- Try it
Please tally the lines below that contain the string "right" and reply with that figure only.

- Stored data entries
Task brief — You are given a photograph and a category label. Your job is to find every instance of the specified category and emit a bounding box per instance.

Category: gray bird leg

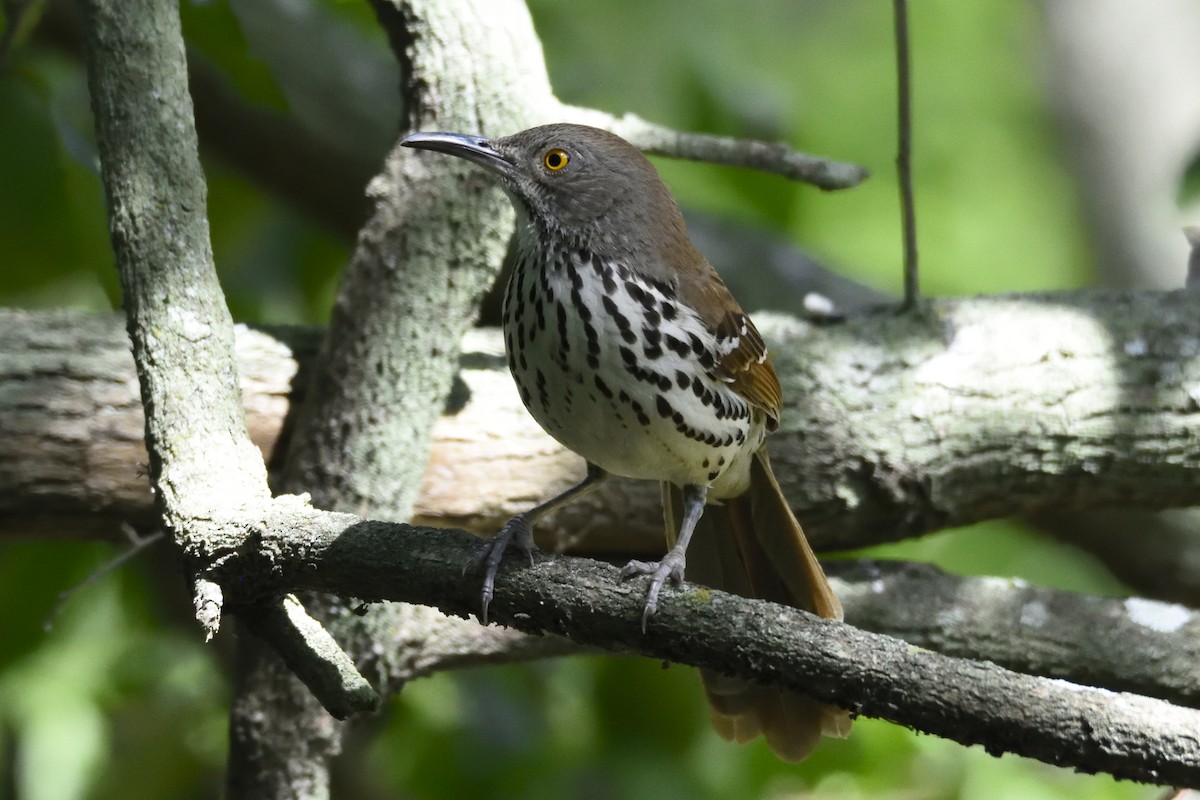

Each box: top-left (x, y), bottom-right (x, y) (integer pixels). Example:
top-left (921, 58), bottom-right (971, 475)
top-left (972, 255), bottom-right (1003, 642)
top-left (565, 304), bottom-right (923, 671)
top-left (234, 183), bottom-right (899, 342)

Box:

- Result below
5